___ SUPPLIED MATERIAL

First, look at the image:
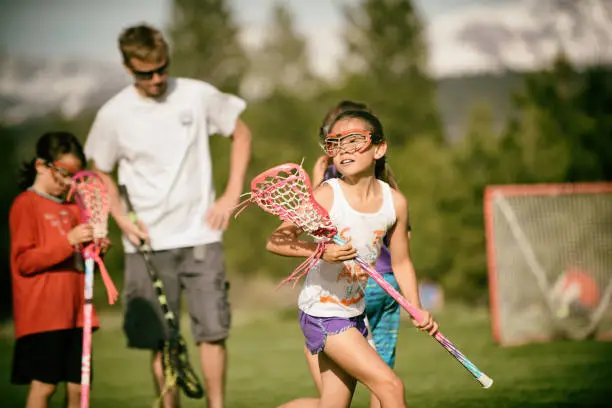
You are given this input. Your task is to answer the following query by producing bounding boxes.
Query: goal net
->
[484,183,612,345]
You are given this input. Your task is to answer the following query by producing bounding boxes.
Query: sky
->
[0,0,507,75]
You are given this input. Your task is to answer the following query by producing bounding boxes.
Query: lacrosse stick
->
[236,163,493,388]
[68,171,118,408]
[119,185,204,399]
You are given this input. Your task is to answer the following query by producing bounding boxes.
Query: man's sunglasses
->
[130,61,170,80]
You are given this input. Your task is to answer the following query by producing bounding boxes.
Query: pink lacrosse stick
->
[236,163,493,388]
[68,171,118,408]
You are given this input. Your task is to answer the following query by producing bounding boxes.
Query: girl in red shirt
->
[9,132,98,408]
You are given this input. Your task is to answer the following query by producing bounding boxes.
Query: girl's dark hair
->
[319,100,372,140]
[325,110,398,190]
[19,132,87,190]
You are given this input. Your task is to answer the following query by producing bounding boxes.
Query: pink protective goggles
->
[321,129,372,157]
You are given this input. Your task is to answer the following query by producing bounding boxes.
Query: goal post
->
[484,182,612,345]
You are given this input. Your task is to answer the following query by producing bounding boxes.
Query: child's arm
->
[266,184,357,262]
[389,190,438,333]
[9,203,92,276]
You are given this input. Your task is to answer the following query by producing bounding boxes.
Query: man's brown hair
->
[119,24,168,66]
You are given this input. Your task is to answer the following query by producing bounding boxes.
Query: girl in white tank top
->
[267,111,437,408]
[298,179,395,317]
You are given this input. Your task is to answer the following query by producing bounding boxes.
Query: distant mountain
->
[0,56,129,124]
[426,0,612,78]
[0,0,612,135]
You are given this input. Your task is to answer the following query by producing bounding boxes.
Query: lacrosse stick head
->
[68,171,110,241]
[251,163,337,239]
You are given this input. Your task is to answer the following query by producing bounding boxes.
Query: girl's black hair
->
[319,99,371,140]
[326,110,398,190]
[19,132,87,190]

______

Rewrite the records above with every instance of "lacrosse stick" changed to "hockey stick" and everything else left as it is. Leave the pictures out of your answer.

First, look at the image:
You are given this input. Your task is to answer the following query by producing bounding boxes.
Query: goal net
->
[484,183,612,345]
You are given this input. Your task is to answer the following query by producing bounding boxes.
Query: sky
->
[0,0,507,75]
You are given this input. Your task is to answer the following query by producing bounding boxes.
Query: hockey stick
->
[236,163,493,388]
[68,171,118,408]
[119,185,204,399]
You are given this input. Your task is to answer the following query by producing bounding boxes.
Query: man's sunglasses
->
[130,61,170,80]
You are given this input. Your task is to answer the following query by producing bounding boxes.
Query: pink hockey stick
->
[236,163,493,388]
[68,171,118,408]
You are given this input. Your task is to answer the following query by producing bounding boxes.
Query: girl in red shirt
->
[9,132,98,408]
You are given this input. Your task is to answer the following query by producing bounding boxes.
Query: girl's dark hair
->
[319,100,372,140]
[325,110,398,190]
[19,132,87,190]
You are given this input. Your task is to answer the following query by producing bounding boxes.
Query: pink protective goggles
->
[321,129,372,157]
You are given this input. Your task is to answer the following query by producing bounding boxes.
Query: goal post
->
[484,182,612,345]
You are given this input. Your task is to answer the following query by producing bounding boxes.
Query: child's arm
->
[266,184,357,262]
[389,190,438,333]
[9,203,92,276]
You are given this input. Your task is to answer the following query by producing bounding boxes.
Query: man's brown hair
->
[119,24,168,66]
You are given this input. Your task is to answer the following query by producing bounding boxes.
Query: girl in white tank top
->
[267,111,437,408]
[298,179,395,317]
You are given this input. Your task is to answer the following query by producing bounding boxes.
Query: distant mountain
->
[0,56,129,124]
[426,0,612,78]
[0,0,612,135]
You are given this input. Your task is to answer the following query by producing bounding boxes.
Query: hockey stick head
->
[68,171,110,241]
[251,163,337,239]
You are given this input. Your task is to answer the following query by producing bounding boxes.
Query: girl's black hair
->
[319,99,371,140]
[326,110,398,190]
[19,132,87,190]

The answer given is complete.